CAN DÜNDAR: ZAMAN AŞINIR, HÜZÜN AŞINMAZ (06. 02. 2015)

216

En başta
Asiye Karakoç
oturuyor, acıdan yapılmış bir heykel gibi. . .
Yorgun ellerini şalvarının üzerine öylece salıvermiş.
Ağlamaktan gözpınarları kurumuş; belli. . .
Beyaz yemenisinin bittiği yerde başlayan kalın kaşları, göğsünde resmi asılı adamınkine benziyor aynı. . .
O adam, oğlu:
Rıdvan‘ı. . .
Onu 1995 yılında, o faili meçhuller karanlığında, Beykoz’da bir ormanda bulmuşlar. Tırnakları, elektrik işkencesinden morarmış haldeymiş; koltuk altları yırtılmış Filistin askısından. . .
Vücudunda sigara yanıkları. . .
Bunlar, katilinin çoğumuza tanıdık gelen imzası. . .

***

Rıdvan Karakoç
bulunduğunda tarih, 2 Mart’tı. . .
Bulanlar, cesedini kimsesizler mezarlığına gömdü.
Ailesi, mezarı tesadüfen buldu; ama işkencecileri, katilleri, devletin “cezasızlık geleneği”nden yararlandı, bulunamadı.
Asiye
ana, felç geçirdi evlat acısından. . .
Dili tutuldu; lal oldu.
Artık bir tek sözcük çıkıyordu, mühürlü dudaklarının arasından:
“Rıdvan!”

***

İnsan Hakları Derneği’nin önceki günkü toplantısında yan yana oturan yedi kadının en başındaydı
Asiye Ana. . .
Onun yerine küçük oğlu
Hasan
dillendirdi acısını:
“20 yıldır adalet arıyoruz”
dedi.
Sonra aynı yangında yüreği harlanmış diğer kadınlara döndü:
Hasan Ocak‘ın kederli annesi
Emine Ocak‘a,
20 yıldır tek çocuğu
Murat Yıldız‘ın peşindeki
Hanife Yıldız‘a,
1980’den beri
Hayrettin‘ini arayan
Elmas Eren‘e. . .
Ve “servet”inden utanır gibi:
“Biz en şanslılardan biriyiz” dedi:
“Hiç değilse kardeşimin kemiklerine ulaşabildik. Karanfil koyacak bir mezarımız var. “

***

2 Mart günü, tam 20 yıl geçmiş olacak,
Rıdvan
Karakoç
‘un Cesedinin bulunuşunun üzerinden. . .

=-=-=-=-=

Görev:
Rıdvan Karakoç'u anlatan metne göre onun cesedi hangi yıl ve nerede bulunmuş? Öğelerin bu işte hiçbir rolü yok.

=-=-=-=-=

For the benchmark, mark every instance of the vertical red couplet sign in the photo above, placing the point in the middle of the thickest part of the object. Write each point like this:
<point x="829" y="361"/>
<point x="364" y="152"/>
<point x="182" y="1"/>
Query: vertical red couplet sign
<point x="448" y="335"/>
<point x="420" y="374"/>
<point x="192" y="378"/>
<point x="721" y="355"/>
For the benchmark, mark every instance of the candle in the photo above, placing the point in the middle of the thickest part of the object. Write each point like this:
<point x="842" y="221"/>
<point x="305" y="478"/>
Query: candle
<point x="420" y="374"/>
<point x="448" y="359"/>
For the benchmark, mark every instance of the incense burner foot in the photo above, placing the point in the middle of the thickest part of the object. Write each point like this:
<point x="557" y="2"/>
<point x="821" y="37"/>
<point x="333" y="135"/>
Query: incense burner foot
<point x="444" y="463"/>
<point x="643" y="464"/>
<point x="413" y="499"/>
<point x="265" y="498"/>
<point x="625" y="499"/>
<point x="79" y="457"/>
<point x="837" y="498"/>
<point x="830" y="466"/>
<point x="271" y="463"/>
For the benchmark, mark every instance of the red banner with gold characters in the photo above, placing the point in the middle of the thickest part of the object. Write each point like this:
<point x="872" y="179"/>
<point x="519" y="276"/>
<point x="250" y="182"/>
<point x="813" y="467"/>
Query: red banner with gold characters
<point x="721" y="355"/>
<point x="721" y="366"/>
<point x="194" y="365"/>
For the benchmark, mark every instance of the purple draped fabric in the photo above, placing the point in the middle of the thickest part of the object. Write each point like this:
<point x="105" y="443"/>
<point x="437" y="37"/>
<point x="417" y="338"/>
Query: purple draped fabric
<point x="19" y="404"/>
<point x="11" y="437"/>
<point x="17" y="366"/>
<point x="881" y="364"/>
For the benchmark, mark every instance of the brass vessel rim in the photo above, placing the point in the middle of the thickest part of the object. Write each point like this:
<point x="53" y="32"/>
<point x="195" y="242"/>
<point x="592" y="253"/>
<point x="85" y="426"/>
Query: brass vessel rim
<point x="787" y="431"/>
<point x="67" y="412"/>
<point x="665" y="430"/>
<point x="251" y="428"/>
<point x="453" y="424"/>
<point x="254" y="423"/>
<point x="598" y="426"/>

=-=-=-=-=

Alıştırma çözümü:
1995 yılında, Beykoz'da bir ormanda bulunmuş.